● **Extrait**:
Alice Ferney, Cherchez la femme, Actes Sud, 2013, 528p. |
Alors, déjà, « Le gâchis de nos vies » ou bien
« né pour souffrir » auraient été des titres bien plus appropriés pour ce roman.
Passons.
Dans Cherchez la femme, on nous parle d’un homme : Serge qui rate lamentablement sa vie …et plus
précisément ses amours (l’amour de soi, l’amour de l’autre, l’amour des siens…tout
quoi).
Franchement, elle écrit vraiment
bien Alice Ferney.
Mais beaucoup trop.
Avec un traité psychologique par
page, la narration est, disons, globalement ralentie. Chaque ligne, déconstruit
la précédente, avec une explication de ce qui se passe dans le cerveau des
personnages. Le moins qu’on puisse dire c’est que l’auteur ne parie pas sur
l’intelligence de son lecteur. Il faut ainsi 60 pages pour que les parents du
personnage principal se marient (histoire qu’on comprenne bien d’où est issu
Serge). Tout est commenté et expliqué, absolument tout, chaque phrase, chaque
action.
Parce que chez Ferney, personne
n’a aucune chance d’échapper à quoique ce soit, et surtout pas à ses parents ni
à ce qu’ils ont fait de nous. D’ailleurs, pour quiconque aurait quelques doutes
sur la manière d’élever son enfant, Cherchez
la femme me paraît incontournable, vous y apprendrez que quoi qu’on fasse,
nos enfants ne s’en remettront pas.

● **Tâche 1**:
D'après l'extrait, pourquoi faut-il 60 pages pour que les parents du personnage principal se marient ? Répondez en une ou deux phrases, s'il vous plaît.

● **Supports d'exercice**:
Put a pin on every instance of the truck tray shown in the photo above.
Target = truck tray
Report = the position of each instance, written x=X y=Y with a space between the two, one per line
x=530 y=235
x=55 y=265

● **Tâche 2**:
Recopiez toutes les lignes des rangées ci-dessus, consignes comprises, en déplaçant de -137 chaque coordonnée donnée dans les réponses.

● **Résultat final 1**:
Il faut 60 pages pour que les parents du personnage principal se marient afin qu'on comprenne bien d'où est issu Serge.

● **Résultat final 2**:
Put a pin on every instance of the truck tray shown in the photo above.
Target = truck tray
Report = the position of each instance, written x=X y=Y with a space between the two, one per line
x=393 y=98
x=-82 y=128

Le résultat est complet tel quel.